◆ What you have to do: Reproduce the rows below word for word, from the line containing "Guideline: for each instance of the wall" up to and including the last line of the rows.

+===+

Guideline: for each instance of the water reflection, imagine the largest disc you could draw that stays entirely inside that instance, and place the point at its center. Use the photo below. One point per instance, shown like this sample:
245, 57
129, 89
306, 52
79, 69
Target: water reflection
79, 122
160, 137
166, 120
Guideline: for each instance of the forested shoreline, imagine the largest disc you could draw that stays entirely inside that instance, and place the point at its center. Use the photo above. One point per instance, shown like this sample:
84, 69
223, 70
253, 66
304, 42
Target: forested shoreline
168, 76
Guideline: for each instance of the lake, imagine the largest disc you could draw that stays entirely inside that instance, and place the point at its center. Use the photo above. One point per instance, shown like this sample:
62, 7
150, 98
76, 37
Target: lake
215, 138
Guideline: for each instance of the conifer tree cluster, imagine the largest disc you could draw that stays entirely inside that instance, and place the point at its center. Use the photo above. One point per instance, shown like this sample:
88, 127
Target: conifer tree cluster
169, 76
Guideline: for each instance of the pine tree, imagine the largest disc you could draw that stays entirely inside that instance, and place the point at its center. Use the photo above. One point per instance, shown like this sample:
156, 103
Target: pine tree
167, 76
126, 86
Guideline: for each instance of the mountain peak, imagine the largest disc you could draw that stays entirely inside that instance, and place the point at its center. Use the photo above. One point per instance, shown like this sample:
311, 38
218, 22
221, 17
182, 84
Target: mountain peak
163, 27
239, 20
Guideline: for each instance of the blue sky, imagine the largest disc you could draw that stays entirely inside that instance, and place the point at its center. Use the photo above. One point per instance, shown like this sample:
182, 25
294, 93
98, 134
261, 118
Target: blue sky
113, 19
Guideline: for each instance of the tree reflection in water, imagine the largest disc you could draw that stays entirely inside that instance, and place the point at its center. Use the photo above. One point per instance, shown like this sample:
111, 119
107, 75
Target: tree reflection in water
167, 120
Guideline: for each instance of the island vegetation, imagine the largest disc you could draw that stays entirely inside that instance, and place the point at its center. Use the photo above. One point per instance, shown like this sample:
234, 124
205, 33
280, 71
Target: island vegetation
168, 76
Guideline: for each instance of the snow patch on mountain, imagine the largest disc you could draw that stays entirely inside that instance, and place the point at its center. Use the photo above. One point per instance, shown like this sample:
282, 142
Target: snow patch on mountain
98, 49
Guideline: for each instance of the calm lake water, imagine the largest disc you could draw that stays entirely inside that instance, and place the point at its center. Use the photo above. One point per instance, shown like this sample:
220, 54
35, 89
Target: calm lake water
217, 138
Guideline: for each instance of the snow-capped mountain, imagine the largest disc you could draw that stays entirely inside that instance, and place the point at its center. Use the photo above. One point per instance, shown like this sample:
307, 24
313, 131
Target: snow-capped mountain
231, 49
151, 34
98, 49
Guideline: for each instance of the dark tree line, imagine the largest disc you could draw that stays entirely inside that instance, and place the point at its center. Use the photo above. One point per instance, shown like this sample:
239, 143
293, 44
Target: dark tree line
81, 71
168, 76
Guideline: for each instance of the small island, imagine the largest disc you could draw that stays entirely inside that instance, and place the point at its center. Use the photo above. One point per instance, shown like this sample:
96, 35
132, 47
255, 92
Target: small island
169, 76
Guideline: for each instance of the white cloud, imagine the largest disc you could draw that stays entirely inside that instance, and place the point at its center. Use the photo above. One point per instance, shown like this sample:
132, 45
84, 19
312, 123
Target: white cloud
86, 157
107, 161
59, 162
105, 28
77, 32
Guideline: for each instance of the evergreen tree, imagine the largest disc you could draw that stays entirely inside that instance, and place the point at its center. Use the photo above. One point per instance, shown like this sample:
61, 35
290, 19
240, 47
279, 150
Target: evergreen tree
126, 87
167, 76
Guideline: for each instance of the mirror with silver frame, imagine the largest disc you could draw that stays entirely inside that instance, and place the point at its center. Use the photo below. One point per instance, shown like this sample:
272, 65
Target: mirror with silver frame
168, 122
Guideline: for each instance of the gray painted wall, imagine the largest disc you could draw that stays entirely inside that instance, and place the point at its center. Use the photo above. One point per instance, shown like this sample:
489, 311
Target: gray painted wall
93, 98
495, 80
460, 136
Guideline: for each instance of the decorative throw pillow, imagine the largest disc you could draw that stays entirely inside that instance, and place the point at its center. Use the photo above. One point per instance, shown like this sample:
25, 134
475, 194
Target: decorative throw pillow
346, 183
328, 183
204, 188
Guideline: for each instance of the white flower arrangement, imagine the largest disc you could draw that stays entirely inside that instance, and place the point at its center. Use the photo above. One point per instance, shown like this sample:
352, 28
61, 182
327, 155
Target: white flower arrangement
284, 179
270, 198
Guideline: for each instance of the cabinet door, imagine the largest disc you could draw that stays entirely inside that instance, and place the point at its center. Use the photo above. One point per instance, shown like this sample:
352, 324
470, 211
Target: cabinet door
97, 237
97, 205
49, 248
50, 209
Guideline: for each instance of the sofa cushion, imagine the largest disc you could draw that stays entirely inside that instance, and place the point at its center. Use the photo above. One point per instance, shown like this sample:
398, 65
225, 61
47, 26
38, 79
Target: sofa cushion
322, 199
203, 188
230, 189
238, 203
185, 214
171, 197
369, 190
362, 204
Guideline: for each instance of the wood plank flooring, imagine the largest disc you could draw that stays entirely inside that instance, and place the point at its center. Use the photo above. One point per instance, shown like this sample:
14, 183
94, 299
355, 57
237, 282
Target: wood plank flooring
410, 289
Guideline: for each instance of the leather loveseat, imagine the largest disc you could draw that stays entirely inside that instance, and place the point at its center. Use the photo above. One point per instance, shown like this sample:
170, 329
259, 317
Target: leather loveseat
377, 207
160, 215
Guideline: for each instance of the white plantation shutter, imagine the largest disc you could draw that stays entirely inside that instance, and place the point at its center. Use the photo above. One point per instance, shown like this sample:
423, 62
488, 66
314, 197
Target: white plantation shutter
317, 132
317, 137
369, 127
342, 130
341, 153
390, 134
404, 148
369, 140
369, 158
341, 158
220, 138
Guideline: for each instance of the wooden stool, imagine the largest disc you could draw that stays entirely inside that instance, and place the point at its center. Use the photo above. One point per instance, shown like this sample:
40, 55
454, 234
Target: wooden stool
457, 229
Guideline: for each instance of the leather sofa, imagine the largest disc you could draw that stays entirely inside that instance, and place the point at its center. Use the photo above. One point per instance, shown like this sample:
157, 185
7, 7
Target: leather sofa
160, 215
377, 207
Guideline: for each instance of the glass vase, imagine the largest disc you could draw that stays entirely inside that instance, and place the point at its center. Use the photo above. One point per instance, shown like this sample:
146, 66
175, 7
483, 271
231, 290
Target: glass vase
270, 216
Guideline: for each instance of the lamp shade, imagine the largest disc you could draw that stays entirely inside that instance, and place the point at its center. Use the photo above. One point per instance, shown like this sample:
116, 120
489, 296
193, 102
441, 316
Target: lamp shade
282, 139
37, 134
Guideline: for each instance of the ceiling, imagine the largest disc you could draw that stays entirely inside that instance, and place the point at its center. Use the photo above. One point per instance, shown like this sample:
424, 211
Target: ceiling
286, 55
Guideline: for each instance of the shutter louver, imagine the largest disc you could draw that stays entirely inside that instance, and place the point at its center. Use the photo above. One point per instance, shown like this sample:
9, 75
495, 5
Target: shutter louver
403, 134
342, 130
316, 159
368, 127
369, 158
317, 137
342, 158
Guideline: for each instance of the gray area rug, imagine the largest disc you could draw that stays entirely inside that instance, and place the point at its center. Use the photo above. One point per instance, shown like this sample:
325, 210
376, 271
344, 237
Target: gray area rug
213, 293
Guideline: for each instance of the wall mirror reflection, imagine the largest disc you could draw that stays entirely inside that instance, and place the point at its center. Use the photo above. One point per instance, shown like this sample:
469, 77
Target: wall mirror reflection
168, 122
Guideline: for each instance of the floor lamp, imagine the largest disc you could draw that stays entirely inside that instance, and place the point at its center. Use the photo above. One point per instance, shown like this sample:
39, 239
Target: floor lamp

+===+

◆ Exercise response:
Guideline: for each instance of the wall mirror reflection, imagine the largest disc you could draw that stays entirely inside that instance, and place the point at its center. Use the photo above. One point per instance, shown like this sample:
469, 77
Target: wall mirror reflection
168, 122
Guideline: for each instance of the floor lamp, imagine the largest disc you could draw that stays entirely inside that instance, and place the point at its center. Use the photo above. One point per instance, shown like this sample:
39, 239
Target: floor lamp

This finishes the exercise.